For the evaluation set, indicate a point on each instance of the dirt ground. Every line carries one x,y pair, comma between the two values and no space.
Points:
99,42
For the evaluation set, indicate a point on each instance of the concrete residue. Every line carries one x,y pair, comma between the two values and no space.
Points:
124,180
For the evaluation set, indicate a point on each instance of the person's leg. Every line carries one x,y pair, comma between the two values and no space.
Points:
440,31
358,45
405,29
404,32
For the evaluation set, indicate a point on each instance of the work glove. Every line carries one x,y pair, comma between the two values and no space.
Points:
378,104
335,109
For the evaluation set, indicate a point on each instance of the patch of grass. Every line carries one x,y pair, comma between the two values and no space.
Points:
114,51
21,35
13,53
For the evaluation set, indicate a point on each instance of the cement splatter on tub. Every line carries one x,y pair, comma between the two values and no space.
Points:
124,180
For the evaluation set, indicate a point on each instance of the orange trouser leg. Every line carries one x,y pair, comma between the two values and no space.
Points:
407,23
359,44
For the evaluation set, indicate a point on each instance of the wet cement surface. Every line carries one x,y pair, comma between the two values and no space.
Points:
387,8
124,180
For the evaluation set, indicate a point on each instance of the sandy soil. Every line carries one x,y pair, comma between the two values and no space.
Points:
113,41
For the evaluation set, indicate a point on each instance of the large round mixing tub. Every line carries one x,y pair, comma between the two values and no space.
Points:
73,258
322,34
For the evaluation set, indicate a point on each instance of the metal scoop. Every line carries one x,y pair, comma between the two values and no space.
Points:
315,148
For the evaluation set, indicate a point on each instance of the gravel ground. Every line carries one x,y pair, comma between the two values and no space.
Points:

+++

Exercise:
Could you format all of the data above as a numbered list, leaving out any blank lines?

The completed task:
1. For the evaluation set, indicate a point on each instance of the dirt ground. Every line carries one x,y pair, comma between the two values and no space.
2. Points:
3. 99,42
4. For the evaluation set, indicate a point on each instance of the concrete residue. Every line carries one x,y pair, comma between the two values and no space.
5. Points:
6. 124,180
7. For the evaluation set, indicate a point on each instance of the person's leg. Every line carries one x,y pair, comma between the two values and no space.
8. Points:
9. 440,31
10. 358,45
11. 405,29
12. 404,32
13. For the evaluation set, indicate a point on each instance of the work glove. Every line carries one x,y pair, comma between the two values and no space.
14. Points:
15. 378,104
16. 335,109
17. For the evaluation set, indicate a point on each instance of the patch of grass. Every line carries one x,y pair, comma between the two values and no space.
18. Points:
19. 114,51
20. 21,35
21. 13,53
22. For the evaluation set, indicate a point on each instance of the cement splatter on tub. Every line carries one x,y pair, comma between the two values and no space.
23. Points:
24. 124,180
25. For the evaluation set, indicate a point on each instance of the orange trouser leg. Every line carries one x,y pair, comma between the two values and no space.
26. Points:
27. 407,23
28. 359,44
29. For the evaluation set, indicate a point on each instance of the wet cement surface. Every line carries one x,y pair, comma between the two values and no space.
30. Points:
31. 387,8
32. 124,180
33. For the evaluation set, indicate a point on each instance of the sandy soil. Every line carries one x,y pair, comma between the two values and no space.
34. Points:
35. 113,41
36. For the evaluation set, indicate a point on each instance of the large round mixing tub. Every line carries one x,y pair, comma between the two values and no space.
37. Points:
38. 73,258
39. 322,34
40. For the evaluation set, indicate a point on each instance of the metal scoop. Every line carries one x,y pair, comma between the two values and no space.
41. Points:
42. 315,148
43. For the evaluation set, indicate a point on each instance of the gravel ground. Every line carries one x,y pair, comma between the two values and no space.
44. Points:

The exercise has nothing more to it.